======== EXTRAIT ÉTUDIÉ

Pour tous les adversaires de la «directive Bolkestein», le vote du 22 novembre au Parlement européen, en commission du marché intérieur et de la protection des consommateurs, constitue un mauvais signal en vue du vote en séance plénière, prévu au début de 2006.

Les députés européens de cette commission ont majoritairement soutenu deux points centraux de la directive: l’inclusion des services d’intérêt économique général dans le champ d’application (ce qui met en danger l’organisation des services publics par les pouvoirs publics), et l’application du principe du pays d’origine à la libre circulation des services (qui mènerait au dumping social en poussant les prestataires de services à s’établir dans les pays dont les normes sont les plus basses). Ils ont également rejeté les propositions déposées en vue de lancer un processus d’harmonisation vers le haut des dispositions applicables à cette libre circulation. Ce vote comporte cependant des aspects positifs : le droit du travail (y compris les conventions collectives) ne sera pas affecté par cette directive, de même que les dispositions relatives aux soins de santé et au détachement des travailleurs.

À l’heure actuelle, le point le plus inquiétant est l’éclatement du groupe socialiste. Lors du vote global, seuls trois socialistes sur 12 ont rejeté le texte ! Cinq autres se sont abstenus, et les autres (notamment les deux travaillistes britanniques) ont voté pour.

Cela dit, le vote global en commission (25 oui, 10 non et 5 abstentions) ne reflète pas le rapport de forces auquel il faut s’attendre en séance plénière. L’issue du vote en plénière dépendra en réalité essentiellement de trois facteurs

  • la cohésion du groupe socialiste derrière les alternatives de la rapportrice. La défection de certains élus travaillistes ou de socialistes issus des nouveaux États membres devra ainsi être aussi faible que possible. Il est fondamental, pour les opposants à la directive, de démontrer que leurs craintes n’ont rien à voir avec le rejet du fameux «plombier polonais». On peut en effet être favorables à la libre circulation des prestataires de services tout en voulant qu’elle soit organisée en fonction des lois du pays de destination, au moins tant qu’une harmonisation suffisante n’a pas été atteinte.

================
======== DONNÉES ENREGISTRÉES

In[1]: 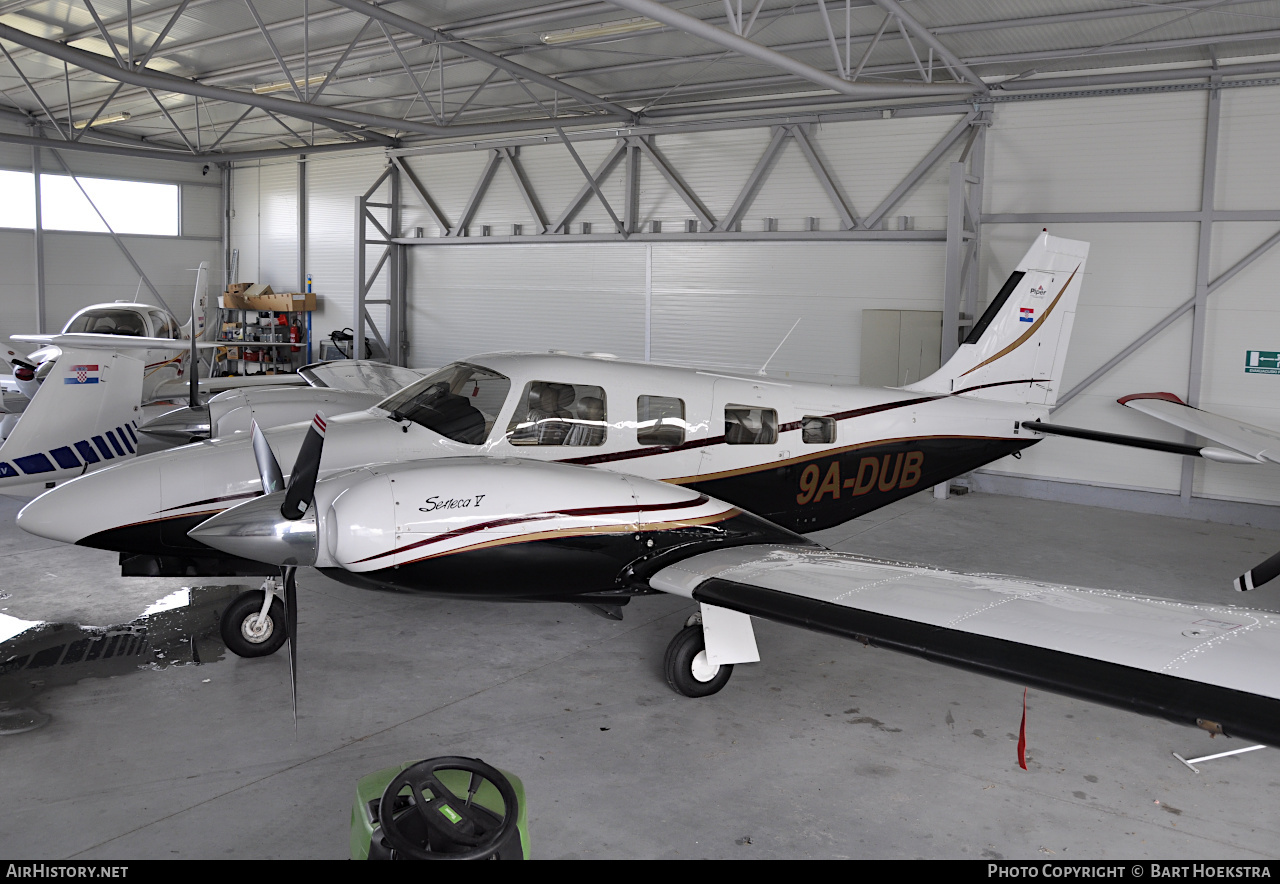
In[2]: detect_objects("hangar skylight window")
[0,171,178,237]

================

* _TRAVAIL DEMANDÉ_:
1. Recopiez fidèlement le passage du texte sur la directive Bolkestein qui va de "À l’heure actuelle, le" jusqu'à "ont voté pour.".
2. D'après le texte sur la directive Bolkestein, combien de socialistes sur 12 ont rejeté le texte lors du vote global en commission ?
3. Rédigez la suite du texte sur la directive Bolkestein à partir de l'endroit où il s'arrête.
Les lignes ne sont d'aucune utilité pour ce travail.

* _CORRIGÉ_:
1.
À l’heure actuelle, le point le plus inquiétant est l’éclatement du groupe socialiste. Lors du vote global, seuls trois socialistes sur 12 ont rejeté le texte ! Cinq autres se sont abstenus, et les autres (notamment les deux travaillistes britanniques) ont voté pour.

2. Trois.

3.
  • le ralliement de quelques dizaines de voix du centre ou du centre droit. On attend ainsi de voir le positionnement de la droite française ainsi que, notamment, l’attitude des élus sociaux-chrétiens et libéraux belges…
  • l’adhésion de tous les opposants de gauche à une stratégie d’amendements radicaux, et non simplement à une alternative rejet/adoption de la directive. Il faut noter à ce sujet que les deux élus Gauche Unie ont voté contre l’alternative proposée au principe du pays d’origine. Si cette politique du pire était maintenue, on perdait évidemment toute chance de rejeter ce principe néfaste.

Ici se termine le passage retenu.